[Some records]
------------------------------------

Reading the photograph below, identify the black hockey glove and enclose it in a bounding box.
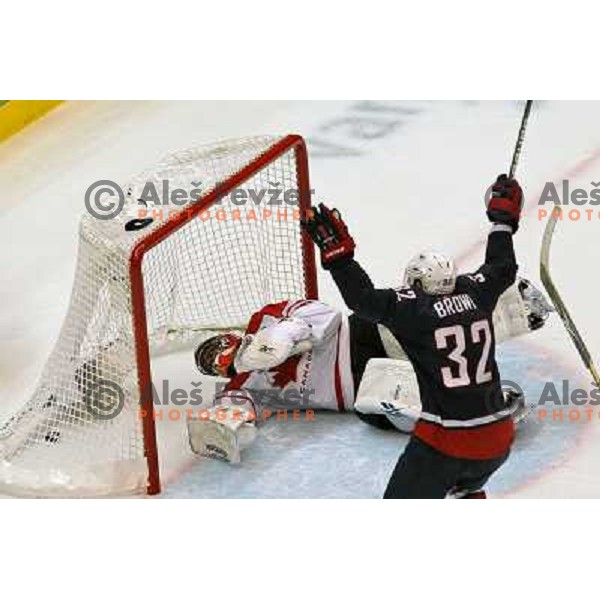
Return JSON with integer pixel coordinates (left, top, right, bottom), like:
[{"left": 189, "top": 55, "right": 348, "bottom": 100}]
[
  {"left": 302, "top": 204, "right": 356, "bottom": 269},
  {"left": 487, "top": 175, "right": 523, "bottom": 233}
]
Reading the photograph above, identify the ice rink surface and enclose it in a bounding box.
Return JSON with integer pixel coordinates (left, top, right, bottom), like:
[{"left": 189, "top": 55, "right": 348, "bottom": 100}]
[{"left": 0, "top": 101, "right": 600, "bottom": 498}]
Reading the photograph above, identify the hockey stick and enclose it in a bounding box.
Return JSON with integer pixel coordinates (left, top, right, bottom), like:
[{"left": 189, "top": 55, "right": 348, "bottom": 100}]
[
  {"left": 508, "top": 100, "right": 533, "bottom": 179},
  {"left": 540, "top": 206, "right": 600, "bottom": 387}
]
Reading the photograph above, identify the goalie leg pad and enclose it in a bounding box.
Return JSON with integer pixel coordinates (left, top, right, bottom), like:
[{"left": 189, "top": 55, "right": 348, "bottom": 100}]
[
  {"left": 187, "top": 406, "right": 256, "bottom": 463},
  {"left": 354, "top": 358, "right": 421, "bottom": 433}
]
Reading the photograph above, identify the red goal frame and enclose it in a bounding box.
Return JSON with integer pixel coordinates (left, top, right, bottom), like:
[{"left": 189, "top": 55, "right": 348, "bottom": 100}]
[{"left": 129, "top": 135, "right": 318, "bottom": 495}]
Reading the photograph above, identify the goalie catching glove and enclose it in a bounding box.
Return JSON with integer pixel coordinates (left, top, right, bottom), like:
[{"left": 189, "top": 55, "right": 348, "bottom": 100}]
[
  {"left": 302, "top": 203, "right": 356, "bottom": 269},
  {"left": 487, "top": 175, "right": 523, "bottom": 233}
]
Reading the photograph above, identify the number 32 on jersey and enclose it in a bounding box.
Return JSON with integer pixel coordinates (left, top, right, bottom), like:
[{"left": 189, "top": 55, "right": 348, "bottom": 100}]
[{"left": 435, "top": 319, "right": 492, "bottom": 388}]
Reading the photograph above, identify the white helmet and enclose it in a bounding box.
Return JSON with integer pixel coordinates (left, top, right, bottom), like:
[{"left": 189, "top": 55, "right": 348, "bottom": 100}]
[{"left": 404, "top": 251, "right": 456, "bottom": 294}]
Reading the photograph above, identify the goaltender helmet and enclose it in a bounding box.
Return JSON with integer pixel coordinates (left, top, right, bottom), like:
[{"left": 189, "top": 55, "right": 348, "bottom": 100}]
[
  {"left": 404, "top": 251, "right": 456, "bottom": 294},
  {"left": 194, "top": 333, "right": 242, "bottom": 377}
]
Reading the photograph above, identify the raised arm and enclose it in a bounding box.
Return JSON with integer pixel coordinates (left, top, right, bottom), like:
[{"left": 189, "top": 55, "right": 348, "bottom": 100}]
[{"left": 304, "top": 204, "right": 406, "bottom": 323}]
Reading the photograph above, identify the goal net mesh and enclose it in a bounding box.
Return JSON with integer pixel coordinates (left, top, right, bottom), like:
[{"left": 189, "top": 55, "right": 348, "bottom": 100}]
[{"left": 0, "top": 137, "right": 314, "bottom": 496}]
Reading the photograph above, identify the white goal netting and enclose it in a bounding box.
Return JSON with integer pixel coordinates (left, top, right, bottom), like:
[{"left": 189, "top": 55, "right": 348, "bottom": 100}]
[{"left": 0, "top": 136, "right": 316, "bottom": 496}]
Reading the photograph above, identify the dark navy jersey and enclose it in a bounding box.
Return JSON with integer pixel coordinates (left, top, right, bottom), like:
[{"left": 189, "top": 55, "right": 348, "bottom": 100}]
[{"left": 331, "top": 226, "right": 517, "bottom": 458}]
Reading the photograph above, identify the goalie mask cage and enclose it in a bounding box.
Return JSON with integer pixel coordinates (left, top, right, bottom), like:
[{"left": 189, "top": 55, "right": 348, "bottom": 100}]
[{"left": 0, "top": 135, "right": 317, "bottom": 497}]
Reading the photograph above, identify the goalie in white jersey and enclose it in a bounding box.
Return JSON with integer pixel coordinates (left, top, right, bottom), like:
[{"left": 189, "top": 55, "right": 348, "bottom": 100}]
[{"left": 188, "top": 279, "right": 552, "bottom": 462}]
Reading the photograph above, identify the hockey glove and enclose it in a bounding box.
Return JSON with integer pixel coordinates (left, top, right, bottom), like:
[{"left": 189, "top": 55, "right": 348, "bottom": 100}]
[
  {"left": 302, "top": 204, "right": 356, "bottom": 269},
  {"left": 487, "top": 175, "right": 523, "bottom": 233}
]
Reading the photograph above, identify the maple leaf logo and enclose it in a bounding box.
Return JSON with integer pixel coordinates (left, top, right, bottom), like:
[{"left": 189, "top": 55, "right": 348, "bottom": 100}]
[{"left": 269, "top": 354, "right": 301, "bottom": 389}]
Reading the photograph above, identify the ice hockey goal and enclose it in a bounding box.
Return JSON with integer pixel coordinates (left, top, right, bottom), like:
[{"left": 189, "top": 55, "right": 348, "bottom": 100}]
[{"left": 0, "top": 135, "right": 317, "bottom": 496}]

------------------------------------

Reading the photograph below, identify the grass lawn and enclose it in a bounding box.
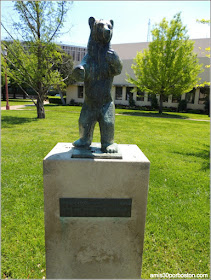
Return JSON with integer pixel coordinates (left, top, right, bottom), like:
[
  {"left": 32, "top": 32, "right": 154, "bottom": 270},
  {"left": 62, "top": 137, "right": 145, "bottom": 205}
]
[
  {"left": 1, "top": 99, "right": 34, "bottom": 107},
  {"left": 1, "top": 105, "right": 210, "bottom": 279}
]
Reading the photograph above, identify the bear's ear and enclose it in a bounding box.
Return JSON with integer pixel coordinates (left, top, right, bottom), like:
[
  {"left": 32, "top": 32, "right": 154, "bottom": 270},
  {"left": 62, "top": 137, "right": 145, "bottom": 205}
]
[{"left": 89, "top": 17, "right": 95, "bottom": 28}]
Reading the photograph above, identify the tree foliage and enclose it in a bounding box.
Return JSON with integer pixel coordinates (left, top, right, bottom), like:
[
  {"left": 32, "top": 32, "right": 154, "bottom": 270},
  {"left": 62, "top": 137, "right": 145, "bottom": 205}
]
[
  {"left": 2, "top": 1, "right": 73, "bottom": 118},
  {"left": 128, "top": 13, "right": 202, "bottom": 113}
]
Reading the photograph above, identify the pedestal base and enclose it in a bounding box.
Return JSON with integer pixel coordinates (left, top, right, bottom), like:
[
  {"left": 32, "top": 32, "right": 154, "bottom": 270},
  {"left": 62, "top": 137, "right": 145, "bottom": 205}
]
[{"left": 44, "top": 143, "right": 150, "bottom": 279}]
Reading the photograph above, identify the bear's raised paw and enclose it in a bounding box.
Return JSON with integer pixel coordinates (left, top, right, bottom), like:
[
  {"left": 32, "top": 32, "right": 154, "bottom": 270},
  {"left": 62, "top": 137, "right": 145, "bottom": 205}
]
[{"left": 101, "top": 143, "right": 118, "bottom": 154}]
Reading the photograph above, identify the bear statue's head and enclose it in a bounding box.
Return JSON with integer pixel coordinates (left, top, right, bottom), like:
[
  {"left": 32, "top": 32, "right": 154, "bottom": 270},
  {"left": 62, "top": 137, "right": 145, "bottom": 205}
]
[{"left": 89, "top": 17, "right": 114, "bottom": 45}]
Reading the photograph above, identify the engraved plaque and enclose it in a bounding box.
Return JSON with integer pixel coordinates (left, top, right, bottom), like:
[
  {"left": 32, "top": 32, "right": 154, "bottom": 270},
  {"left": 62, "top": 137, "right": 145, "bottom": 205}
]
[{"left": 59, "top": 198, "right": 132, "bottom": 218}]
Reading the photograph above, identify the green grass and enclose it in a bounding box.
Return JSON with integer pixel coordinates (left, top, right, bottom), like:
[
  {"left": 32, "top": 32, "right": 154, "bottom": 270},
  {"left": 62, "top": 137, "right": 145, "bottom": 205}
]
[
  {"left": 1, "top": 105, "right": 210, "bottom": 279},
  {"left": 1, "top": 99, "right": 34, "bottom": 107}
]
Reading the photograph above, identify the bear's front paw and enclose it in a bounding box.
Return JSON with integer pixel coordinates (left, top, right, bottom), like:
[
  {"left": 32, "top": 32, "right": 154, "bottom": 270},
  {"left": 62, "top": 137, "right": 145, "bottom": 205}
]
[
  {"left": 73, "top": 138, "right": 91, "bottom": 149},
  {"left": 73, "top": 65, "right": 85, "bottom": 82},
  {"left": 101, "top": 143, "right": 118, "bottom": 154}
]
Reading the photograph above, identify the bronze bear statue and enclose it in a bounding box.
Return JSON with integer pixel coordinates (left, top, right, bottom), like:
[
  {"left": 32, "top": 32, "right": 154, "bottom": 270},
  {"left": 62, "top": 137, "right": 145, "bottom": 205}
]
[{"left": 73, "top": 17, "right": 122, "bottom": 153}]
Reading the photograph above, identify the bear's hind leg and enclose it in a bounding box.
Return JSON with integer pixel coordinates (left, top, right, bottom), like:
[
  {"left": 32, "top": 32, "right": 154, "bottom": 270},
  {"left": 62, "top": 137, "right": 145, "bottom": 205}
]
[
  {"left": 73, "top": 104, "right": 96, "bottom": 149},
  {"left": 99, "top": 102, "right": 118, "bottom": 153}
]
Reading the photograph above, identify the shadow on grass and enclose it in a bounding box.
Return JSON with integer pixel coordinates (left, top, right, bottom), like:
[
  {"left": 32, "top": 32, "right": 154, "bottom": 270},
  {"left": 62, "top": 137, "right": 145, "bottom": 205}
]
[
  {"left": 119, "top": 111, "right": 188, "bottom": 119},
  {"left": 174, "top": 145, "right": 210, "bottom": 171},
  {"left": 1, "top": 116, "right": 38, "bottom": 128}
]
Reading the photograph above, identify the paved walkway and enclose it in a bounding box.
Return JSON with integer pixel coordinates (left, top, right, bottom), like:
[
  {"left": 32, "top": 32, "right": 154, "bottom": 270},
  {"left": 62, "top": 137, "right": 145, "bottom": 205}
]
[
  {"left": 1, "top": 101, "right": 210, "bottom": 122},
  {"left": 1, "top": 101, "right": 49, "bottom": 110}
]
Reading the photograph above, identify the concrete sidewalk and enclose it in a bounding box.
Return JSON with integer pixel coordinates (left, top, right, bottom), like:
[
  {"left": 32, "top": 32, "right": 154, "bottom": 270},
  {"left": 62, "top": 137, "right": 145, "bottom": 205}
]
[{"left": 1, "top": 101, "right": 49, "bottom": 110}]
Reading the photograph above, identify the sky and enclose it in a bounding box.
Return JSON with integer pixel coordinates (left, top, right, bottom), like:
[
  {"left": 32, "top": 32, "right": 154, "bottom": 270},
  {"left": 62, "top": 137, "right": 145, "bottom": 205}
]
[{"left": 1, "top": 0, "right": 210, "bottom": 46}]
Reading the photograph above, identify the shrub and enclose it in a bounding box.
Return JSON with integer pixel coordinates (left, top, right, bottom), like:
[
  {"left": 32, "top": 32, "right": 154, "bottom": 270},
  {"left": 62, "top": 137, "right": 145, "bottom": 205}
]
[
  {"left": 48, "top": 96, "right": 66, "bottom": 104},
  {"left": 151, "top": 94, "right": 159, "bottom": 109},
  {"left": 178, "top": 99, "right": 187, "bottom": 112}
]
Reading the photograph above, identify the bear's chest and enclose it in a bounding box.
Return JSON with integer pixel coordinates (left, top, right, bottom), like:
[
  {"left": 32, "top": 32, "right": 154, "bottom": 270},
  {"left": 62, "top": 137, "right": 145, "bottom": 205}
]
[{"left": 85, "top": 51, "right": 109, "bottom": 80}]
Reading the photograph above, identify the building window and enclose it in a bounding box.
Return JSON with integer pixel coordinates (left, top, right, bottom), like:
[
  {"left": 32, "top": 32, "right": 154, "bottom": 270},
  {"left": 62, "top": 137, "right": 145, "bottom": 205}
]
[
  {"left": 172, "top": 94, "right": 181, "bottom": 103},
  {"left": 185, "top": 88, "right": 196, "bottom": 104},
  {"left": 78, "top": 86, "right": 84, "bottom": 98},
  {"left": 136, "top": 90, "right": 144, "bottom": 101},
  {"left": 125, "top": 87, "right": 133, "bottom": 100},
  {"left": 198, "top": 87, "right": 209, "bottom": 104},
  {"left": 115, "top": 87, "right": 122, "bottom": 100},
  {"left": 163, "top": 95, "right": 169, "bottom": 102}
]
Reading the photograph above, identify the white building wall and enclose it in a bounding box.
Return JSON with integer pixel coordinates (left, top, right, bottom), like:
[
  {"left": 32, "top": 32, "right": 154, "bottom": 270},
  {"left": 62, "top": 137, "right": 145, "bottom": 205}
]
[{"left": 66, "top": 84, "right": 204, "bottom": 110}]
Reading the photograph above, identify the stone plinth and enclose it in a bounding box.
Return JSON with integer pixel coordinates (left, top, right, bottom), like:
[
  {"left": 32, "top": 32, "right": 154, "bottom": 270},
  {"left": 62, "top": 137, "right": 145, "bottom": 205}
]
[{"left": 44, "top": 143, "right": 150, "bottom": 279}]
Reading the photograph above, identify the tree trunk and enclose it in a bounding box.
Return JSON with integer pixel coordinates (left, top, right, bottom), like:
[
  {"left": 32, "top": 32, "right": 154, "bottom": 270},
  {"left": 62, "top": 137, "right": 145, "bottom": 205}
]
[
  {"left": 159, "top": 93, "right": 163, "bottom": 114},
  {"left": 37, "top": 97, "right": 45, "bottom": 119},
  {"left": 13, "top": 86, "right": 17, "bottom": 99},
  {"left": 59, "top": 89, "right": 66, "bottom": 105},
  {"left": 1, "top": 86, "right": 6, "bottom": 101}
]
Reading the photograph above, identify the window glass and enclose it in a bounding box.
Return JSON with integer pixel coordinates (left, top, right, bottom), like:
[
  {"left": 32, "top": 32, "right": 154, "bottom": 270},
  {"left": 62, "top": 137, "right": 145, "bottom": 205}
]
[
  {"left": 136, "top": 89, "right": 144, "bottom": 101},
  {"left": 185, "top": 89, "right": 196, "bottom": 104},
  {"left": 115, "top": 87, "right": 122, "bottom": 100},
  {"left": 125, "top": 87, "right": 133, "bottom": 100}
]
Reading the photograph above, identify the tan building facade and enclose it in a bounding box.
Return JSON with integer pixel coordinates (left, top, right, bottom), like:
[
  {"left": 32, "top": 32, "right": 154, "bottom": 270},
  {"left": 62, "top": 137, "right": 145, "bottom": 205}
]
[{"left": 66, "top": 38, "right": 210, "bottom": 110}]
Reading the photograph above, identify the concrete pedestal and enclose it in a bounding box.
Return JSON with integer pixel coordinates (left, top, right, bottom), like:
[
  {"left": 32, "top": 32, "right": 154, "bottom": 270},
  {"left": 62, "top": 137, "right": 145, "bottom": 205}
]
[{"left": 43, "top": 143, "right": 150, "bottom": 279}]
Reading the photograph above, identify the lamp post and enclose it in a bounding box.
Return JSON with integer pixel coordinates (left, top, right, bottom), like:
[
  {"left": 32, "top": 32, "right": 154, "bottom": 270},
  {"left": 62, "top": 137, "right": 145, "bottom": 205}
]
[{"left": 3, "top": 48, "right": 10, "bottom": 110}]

------------------------------------

(EXERCISE) Return every line in the records above that contains the word "white".

(SOLVED EXERCISE)
Reading the photograph above, identify the white helmet and enclose it in a bounding box.
Reading the photograph above, identify the white goal netting and enclose it in a bounding box.
Reading the photograph above, identify the goalie in white jersey and enclose it in a bounding box.
Reading the photograph above, identify the white building wall and enclose it in a bounding box.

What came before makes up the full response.